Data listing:

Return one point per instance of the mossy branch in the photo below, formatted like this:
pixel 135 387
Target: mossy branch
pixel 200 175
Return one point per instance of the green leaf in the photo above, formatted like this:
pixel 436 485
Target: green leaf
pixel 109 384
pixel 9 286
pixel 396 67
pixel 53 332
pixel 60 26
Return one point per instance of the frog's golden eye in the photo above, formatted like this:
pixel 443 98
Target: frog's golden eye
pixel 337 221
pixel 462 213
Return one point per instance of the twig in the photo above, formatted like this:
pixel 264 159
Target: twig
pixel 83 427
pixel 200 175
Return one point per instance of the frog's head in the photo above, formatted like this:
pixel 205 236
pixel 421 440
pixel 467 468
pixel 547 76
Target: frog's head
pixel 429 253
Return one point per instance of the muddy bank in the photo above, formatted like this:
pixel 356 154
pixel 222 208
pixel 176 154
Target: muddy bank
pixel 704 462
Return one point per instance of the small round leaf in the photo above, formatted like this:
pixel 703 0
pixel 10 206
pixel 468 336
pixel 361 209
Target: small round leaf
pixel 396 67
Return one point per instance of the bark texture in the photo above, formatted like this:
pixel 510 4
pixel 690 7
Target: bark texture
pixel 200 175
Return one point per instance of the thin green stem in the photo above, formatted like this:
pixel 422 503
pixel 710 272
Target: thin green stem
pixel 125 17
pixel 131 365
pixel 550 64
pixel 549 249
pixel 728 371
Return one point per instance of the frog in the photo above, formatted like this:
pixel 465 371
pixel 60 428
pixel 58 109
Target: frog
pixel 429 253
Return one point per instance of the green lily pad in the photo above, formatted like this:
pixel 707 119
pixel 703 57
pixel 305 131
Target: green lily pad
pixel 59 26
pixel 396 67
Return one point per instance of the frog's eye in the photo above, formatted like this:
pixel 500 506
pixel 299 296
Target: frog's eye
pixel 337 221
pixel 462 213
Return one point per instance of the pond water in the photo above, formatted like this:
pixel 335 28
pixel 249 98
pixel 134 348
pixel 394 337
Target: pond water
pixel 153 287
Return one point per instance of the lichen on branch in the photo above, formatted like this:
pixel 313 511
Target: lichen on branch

Exercise requirements: Transcribe every record above exactly as it appears.

The response:
Return one point per instance of the mossy branch in the photo below, formatted like this:
pixel 135 387
Target: mossy branch
pixel 200 175
Return one point per instance of the green leaf in the photo above, formatted like this:
pixel 436 485
Target: green leaf
pixel 109 384
pixel 9 286
pixel 396 67
pixel 53 332
pixel 60 26
Return one point per instance of the frog's golden eye in the photo above, formatted like this:
pixel 443 98
Target: frog's golden eye
pixel 337 221
pixel 462 213
Return one point per instance of the twig in the photo above, formatted like this:
pixel 264 159
Target: twig
pixel 83 427
pixel 200 175
Return one point per instance of the frog's head in the photo above, formatted like this:
pixel 205 236
pixel 421 440
pixel 467 468
pixel 547 76
Target: frog's head
pixel 429 253
Return one point per instance of the muddy bank in the photo above, formatted like this:
pixel 356 154
pixel 222 208
pixel 176 154
Target: muddy bank
pixel 704 462
Return one point per instance of the small round leaf in the photo above, formatted like this:
pixel 703 0
pixel 10 206
pixel 468 336
pixel 361 209
Target: small round leaf
pixel 396 67
Return one point per instance of the bark texture in the photo above, formatted like this:
pixel 510 4
pixel 690 7
Target: bark texture
pixel 200 175
Return one point per instance of the thin green stem in the photo above, formatted like this:
pixel 422 503
pixel 710 272
Target: thin green stem
pixel 125 17
pixel 131 365
pixel 550 64
pixel 549 249
pixel 728 371
Return one point per instance of the frog in the photo above, formatted like this:
pixel 465 371
pixel 60 428
pixel 58 109
Target: frog
pixel 429 253
Return one point per instance of the green lily pad in the photo above, formatted like this:
pixel 707 119
pixel 703 57
pixel 305 131
Target: green lily pad
pixel 59 26
pixel 396 67
Return one point per instance of the frog's eye in the photo above, formatted like this:
pixel 500 506
pixel 299 296
Target: frog's eye
pixel 337 221
pixel 462 213
Return one point per instance of the pond water in the photo above, formatted like this:
pixel 335 28
pixel 249 98
pixel 134 348
pixel 394 337
Target: pond water
pixel 153 287
Return one point per instance of the lichen on branch in the photo above, formatted like this:
pixel 313 511
Target: lichen on branch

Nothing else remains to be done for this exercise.